Supplied material Start Marker
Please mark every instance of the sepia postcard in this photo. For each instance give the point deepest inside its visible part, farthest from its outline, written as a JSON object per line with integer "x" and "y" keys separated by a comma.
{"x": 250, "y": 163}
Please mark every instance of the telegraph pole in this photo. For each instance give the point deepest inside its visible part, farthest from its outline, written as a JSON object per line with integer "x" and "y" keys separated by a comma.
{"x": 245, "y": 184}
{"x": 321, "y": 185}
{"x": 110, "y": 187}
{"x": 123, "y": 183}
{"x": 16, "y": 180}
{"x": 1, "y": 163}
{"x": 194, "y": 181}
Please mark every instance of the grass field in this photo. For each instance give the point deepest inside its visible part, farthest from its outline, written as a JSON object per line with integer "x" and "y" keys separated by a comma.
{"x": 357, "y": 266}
Supplied material End Marker
▶ _Work to complete_: Beginning at the line containing "Please mark every instance of the grass", repeat each line exactly through the last line of the entries, and include no other lines.

▶ _Answer section_:
Please mark every instance of the grass field in this photo. For each instance give the point deepest inside its visible part, farthest from its outline, written as a JSON object per line with integer "x" and "y" keys separated by a comma.
{"x": 357, "y": 266}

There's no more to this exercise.